(PROBLEM DESCRIPTION) Please copy out every one of the entries below word for word, keeping each line unchanged.

**** TASK INPUTS ****

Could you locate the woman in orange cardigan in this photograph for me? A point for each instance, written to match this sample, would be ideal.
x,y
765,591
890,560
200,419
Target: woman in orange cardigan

****

(EXERCISE RESULT)
Could you locate the woman in orange cardigan in this photograph for me? A point for each instance, written to match this sample, would be ideal.
x,y
765,591
890,560
200,419
Target: woman in orange cardigan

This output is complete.